» Extract:

# # # #

Monday, March 29, 2010
The growth and development of the nation’s public transportation systems may soon reach a screeching halt. If crumbling infrastructure, mounting debt, and painful service cuts aren’t evidence enough, the administrators of some of the nation’s largest transit systems are coming to Boston to say out loud and in unison, “We’re not kidding.”
Arguably, this rare meeting of the nation’s transit minds — scheduled for May 18 — is more about broadly applied solutions than it is about collective commiserating, but there is no doubt that the impetus for a national summit such as this is the “end of the line” financial situations each of these systems is facing. Boston is no exception.
Nearly every public transportation system in the country — in metropolitan, suburban, and rural areas — is grappling with a myriad of management challenges borne of severe financial woes. These are not the issues of their own making, nor can they be solved by internal means. The problems in size, scope, and number are converging as never before to stress and strain the very ability of these systems to deliver customers from Point A to Point B, on time and safely. In addition, the declining road and bridge infrastructure rivals these problems, and it is part of the public consciousness in ways not seen in generations.
An examination of major, well-established transit systems yields common themes within common problems. In city after city, these systems are crushed by debt. (Think of the MBTA on a national scale.) They are starved by budgets in which escalating and intractable fixed costs, such as fuel and health care, outpace earned operating income and subsidies combined. They are pressured by onerous safety and reliability concerns resulting from deferred maintenance of the existing system. And they face continuing calls for expansion without regard for how to pay to build, operate, or maintain the extensions.

# # # #

(Stored items)
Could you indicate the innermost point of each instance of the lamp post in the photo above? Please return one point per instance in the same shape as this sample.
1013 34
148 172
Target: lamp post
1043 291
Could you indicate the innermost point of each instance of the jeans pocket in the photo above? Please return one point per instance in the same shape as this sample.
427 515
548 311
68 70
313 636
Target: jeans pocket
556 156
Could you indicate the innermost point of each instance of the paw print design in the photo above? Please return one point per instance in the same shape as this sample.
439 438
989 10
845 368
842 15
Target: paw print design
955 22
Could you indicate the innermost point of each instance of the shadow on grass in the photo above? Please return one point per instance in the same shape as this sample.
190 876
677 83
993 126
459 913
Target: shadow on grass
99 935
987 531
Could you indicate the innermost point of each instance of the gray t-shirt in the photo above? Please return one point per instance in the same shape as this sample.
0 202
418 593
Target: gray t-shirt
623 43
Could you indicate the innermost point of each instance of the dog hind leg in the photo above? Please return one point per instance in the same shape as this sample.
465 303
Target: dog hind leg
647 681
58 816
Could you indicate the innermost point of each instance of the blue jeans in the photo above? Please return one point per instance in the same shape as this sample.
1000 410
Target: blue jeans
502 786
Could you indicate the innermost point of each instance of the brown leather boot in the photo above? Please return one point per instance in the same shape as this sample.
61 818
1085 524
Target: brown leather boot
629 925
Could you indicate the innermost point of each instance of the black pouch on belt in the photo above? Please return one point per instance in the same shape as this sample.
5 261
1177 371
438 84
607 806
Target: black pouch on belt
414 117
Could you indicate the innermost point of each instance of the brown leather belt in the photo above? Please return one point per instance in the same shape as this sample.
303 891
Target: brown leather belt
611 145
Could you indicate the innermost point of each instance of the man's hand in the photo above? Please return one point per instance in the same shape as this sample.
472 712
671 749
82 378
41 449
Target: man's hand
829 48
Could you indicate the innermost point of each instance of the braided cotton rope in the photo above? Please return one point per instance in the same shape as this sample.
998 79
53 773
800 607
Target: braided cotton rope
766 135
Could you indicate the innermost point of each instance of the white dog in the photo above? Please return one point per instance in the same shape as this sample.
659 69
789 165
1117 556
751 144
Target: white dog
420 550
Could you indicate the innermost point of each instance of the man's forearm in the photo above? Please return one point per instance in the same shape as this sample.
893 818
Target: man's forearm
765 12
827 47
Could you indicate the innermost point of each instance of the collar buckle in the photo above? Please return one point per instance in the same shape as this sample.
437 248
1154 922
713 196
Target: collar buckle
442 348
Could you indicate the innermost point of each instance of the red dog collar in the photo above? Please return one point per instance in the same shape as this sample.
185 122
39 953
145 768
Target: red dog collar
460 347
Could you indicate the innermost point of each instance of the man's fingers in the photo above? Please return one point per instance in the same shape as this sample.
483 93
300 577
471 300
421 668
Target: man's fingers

# # # #

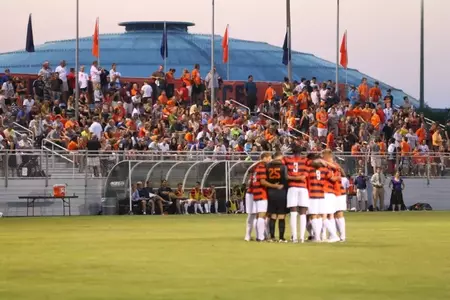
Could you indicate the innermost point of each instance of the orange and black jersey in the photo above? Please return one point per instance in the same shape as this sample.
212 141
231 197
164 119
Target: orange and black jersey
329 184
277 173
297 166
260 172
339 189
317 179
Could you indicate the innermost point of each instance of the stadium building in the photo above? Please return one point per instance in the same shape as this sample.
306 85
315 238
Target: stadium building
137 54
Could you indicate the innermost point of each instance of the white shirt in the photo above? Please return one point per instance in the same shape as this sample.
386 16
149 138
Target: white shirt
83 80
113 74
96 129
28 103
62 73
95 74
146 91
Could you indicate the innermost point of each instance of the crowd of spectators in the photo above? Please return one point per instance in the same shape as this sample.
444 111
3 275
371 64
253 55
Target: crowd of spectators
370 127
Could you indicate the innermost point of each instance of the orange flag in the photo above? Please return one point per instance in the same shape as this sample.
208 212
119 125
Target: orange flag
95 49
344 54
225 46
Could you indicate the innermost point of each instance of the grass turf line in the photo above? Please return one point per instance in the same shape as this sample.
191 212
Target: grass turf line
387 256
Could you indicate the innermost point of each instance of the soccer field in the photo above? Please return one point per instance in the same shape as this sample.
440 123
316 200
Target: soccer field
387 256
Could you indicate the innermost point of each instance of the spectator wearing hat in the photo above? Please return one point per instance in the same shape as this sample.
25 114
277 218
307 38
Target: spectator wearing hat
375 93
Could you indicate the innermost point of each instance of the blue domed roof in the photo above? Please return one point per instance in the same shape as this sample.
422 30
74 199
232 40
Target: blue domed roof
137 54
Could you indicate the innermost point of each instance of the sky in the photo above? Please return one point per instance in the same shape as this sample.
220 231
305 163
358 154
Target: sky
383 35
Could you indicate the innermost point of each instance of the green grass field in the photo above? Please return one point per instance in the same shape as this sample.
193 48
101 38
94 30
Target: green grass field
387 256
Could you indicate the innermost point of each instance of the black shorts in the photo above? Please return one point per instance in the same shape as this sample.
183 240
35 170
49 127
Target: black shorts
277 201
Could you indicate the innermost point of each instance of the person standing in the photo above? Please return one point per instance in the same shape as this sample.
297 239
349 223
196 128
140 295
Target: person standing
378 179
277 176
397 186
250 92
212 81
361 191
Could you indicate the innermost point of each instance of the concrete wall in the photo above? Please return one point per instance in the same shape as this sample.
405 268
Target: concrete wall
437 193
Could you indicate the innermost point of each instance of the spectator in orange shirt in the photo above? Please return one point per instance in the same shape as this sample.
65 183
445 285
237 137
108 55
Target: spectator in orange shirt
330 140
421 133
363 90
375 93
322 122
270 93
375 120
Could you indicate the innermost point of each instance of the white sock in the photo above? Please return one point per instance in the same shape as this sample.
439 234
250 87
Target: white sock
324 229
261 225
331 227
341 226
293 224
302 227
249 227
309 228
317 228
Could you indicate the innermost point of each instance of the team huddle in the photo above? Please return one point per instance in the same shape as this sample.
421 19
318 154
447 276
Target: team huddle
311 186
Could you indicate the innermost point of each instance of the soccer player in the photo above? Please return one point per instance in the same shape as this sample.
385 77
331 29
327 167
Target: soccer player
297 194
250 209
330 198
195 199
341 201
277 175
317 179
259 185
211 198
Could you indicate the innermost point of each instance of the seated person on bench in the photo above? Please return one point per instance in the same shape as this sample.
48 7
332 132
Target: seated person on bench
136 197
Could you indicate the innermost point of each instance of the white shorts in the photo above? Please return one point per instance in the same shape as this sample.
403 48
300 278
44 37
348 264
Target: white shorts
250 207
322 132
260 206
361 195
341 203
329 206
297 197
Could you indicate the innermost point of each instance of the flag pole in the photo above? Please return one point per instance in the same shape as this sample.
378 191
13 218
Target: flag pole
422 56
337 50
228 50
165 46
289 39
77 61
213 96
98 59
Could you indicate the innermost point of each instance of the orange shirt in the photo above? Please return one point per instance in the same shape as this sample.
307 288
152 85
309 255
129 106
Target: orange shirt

# # # #

» Task details: Write out the transit article word for word, starting at "An examination of" and ending at "maintain the extensions.". Work from the transit article alone, not the data.

» Exercise output:
An examination of major, well-established transit systems yields common themes within common problems. In city after city, these systems are crushed by debt. (Think of the MBTA on a national scale.) They are starved by budgets in which escalating and intractable fixed costs, such as fuel and health care, outpace earned operating income and subsidies combined. They are pressured by onerous safety and reliability concerns resulting from deferred maintenance of the existing system. And they face continuing calls for expansion without regard for how to pay to build, operate, or maintain the extensions.